--- START ---

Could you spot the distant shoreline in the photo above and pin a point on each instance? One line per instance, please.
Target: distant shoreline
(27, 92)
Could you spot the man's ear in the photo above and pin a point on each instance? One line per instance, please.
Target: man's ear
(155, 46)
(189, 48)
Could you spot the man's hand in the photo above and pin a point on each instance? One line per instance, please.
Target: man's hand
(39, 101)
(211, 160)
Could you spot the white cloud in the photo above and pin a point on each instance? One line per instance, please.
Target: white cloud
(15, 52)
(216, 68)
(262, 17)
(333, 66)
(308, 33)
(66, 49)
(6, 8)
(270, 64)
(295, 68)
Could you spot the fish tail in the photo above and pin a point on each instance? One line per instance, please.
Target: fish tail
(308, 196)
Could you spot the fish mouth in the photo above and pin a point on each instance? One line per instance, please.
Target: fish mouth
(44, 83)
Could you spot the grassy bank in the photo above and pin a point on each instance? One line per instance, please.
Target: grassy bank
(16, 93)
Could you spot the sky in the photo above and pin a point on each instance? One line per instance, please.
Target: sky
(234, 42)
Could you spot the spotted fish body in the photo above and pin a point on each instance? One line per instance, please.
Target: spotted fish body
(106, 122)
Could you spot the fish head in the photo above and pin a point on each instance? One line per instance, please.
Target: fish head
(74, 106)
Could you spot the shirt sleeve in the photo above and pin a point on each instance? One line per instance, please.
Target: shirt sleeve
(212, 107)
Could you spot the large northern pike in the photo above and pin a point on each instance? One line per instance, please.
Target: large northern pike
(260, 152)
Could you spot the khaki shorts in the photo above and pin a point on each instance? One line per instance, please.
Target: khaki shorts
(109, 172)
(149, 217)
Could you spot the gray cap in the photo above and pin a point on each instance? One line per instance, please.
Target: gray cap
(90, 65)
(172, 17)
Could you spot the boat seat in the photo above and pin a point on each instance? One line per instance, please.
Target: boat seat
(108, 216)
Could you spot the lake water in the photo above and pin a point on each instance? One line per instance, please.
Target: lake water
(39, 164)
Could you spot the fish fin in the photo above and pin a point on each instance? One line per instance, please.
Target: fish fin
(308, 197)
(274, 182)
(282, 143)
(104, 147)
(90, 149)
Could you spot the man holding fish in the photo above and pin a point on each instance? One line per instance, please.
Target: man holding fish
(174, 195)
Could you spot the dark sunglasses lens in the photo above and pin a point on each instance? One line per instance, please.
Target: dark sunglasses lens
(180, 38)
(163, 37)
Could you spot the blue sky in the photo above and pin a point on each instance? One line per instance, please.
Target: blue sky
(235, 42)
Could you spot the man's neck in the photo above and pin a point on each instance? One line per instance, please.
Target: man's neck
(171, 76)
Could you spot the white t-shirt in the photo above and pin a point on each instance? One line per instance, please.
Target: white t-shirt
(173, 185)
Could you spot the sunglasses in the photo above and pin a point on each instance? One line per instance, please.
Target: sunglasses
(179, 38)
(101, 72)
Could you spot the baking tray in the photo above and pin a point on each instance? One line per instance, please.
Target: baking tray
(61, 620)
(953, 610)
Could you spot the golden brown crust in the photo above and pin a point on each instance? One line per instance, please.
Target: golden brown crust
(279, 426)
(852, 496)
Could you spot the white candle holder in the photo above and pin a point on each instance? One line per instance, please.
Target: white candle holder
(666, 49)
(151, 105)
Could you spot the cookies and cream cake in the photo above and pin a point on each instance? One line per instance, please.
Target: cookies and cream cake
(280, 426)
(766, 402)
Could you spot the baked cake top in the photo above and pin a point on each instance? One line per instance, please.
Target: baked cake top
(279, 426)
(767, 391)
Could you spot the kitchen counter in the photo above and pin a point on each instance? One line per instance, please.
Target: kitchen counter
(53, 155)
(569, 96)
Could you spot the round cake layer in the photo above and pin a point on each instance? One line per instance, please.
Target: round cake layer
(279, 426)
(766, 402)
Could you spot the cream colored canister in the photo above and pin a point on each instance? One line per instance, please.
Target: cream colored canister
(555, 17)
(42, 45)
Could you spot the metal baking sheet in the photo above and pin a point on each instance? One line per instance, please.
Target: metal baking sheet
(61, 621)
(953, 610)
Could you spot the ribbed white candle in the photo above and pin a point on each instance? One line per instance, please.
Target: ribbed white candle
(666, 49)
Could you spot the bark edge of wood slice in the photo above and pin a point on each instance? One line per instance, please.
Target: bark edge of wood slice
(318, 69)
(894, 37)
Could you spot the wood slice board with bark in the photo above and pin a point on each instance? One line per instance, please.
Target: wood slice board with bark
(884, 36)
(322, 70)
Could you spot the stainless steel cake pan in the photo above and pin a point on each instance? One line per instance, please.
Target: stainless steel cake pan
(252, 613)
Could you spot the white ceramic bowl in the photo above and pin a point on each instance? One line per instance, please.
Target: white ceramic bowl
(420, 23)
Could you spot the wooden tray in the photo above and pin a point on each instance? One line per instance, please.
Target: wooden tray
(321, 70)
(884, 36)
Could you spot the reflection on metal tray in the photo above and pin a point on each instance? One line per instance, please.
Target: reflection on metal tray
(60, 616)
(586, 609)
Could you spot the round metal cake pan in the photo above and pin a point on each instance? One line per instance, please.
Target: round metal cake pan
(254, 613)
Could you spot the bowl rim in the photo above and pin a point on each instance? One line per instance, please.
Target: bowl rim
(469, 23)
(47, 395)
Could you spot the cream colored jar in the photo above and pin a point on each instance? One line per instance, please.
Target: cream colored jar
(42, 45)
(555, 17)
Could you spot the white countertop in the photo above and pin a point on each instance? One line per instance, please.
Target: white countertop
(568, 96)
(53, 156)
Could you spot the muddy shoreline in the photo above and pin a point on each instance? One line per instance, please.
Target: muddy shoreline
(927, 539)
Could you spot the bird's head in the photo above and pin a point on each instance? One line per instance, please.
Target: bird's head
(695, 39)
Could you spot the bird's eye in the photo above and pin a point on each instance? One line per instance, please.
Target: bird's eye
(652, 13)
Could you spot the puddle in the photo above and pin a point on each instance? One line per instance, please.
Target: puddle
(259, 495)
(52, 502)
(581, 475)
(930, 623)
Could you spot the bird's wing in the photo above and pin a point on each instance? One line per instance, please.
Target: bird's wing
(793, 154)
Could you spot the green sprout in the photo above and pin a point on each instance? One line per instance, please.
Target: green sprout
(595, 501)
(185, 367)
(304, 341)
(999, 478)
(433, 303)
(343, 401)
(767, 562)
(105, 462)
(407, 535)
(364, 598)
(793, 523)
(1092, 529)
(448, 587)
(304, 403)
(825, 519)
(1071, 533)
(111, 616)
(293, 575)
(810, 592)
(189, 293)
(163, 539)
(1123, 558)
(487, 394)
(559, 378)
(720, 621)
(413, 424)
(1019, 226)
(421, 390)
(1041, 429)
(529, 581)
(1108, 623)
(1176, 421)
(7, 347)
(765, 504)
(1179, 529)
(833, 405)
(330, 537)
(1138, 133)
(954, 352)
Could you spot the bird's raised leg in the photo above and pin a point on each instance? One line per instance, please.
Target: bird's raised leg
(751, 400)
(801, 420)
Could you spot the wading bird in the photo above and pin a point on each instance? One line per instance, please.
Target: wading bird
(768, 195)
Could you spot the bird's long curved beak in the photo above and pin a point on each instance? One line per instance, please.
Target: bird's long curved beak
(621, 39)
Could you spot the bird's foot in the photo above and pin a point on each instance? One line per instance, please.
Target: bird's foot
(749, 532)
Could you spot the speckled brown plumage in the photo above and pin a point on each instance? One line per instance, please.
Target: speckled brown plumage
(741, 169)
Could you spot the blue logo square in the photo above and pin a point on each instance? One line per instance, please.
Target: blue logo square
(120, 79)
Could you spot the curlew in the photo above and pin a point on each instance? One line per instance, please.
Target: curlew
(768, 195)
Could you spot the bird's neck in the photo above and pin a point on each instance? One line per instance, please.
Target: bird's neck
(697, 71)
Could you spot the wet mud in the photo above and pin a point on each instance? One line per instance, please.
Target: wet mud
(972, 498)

--- END ---

INSTRUCTIONS TO FOLLOW => Return word for word the lines above from the line with "Target: sky" to the line with "Could you spot the khaki", including both and leaving out all others.

EXERCISE RESULT =>
Target: sky
(234, 42)
Could you spot the spotted fish body in the photo above and pin a point on each instance? One line per instance, please.
Target: spotted fish body
(106, 122)
Could you spot the fish head in the photo above and pin a point on each instance? One line per instance, please.
Target: fish head
(74, 106)
Could you spot the shirt sleeve in the photo above and pin a point on each instance? One line per instance, please.
Target: shirt sleeve
(212, 107)
Could you spot the large northern pike in the photo above and pin a point on each instance? One line per instance, please.
Target: large northern pike
(260, 152)
Could you spot the khaki shorts in the photo above and pin a point on each instance? One line per instance, please.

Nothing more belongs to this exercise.